WORK REQUIRED >> Could you copy the data that follows exactly as written, but drop the pictures?

[RECORD SET — start]

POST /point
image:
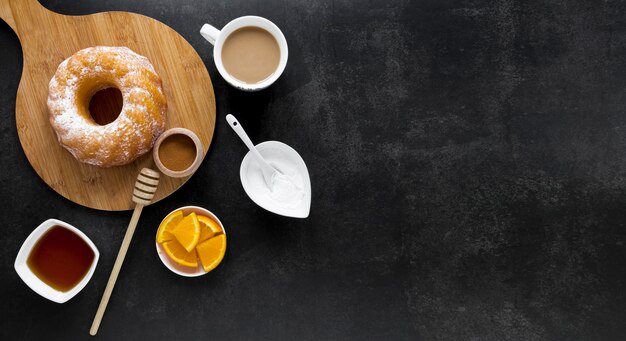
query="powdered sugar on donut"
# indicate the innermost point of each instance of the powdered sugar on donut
(141, 120)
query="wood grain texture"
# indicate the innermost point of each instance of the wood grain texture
(48, 38)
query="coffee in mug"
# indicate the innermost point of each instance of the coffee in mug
(250, 52)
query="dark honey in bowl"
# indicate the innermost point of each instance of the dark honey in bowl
(60, 258)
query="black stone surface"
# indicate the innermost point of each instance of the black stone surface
(468, 163)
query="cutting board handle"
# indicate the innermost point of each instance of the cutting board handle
(24, 11)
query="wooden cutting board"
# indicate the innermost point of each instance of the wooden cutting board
(48, 38)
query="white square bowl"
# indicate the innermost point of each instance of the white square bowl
(37, 284)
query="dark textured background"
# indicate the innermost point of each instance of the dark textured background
(468, 164)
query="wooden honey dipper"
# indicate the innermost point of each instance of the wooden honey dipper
(145, 187)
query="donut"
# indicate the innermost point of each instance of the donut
(140, 122)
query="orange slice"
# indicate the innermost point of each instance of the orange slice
(187, 232)
(164, 233)
(179, 255)
(208, 228)
(211, 252)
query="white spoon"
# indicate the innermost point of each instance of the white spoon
(269, 172)
(285, 166)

[RECORD SET — finish]

RESPONSE >>
POST /point
image:
query="powdered sugar on donut"
# indicate the innermost point of each instance of the powdered sugar on donut
(141, 120)
query="wood grain texture"
# indicate the innermost point of each instance of the wood grain texture
(48, 38)
query="coffee in mug"
# indicate the innermost point of each instance of the coffee in mug
(250, 52)
query="dark honey in bowl"
# indicate the innermost point of each instance of the dark honey in bowl
(60, 258)
query="black stone surface"
# indicate the innermost point of each instance of the black stone surface
(468, 163)
query="cutting board handle"
# indicate the innermost point of each instance of the cutting board handle
(24, 11)
query="wooden cutting board"
# indicate the innermost point of each instance of the wooden cutting board
(48, 38)
query="white square bowl"
# indicate the innermost point of each instance of the white square bowl
(37, 284)
query="dark textured background"
# indicate the innermost point of each instance of the dark textured background
(468, 164)
query="wooden honey dipper"
# indicate the innermost point of each instance of the wooden honey dipper
(145, 187)
query="donut"
# indicate the innermost point of each instance of the donut
(140, 122)
query="orange slice"
# indicate the innermost point of each instance of the orange slice
(187, 232)
(164, 233)
(179, 255)
(208, 228)
(211, 252)
query="white spoon"
# indicate the innermost point of each instance of the white spoon
(269, 172)
(285, 166)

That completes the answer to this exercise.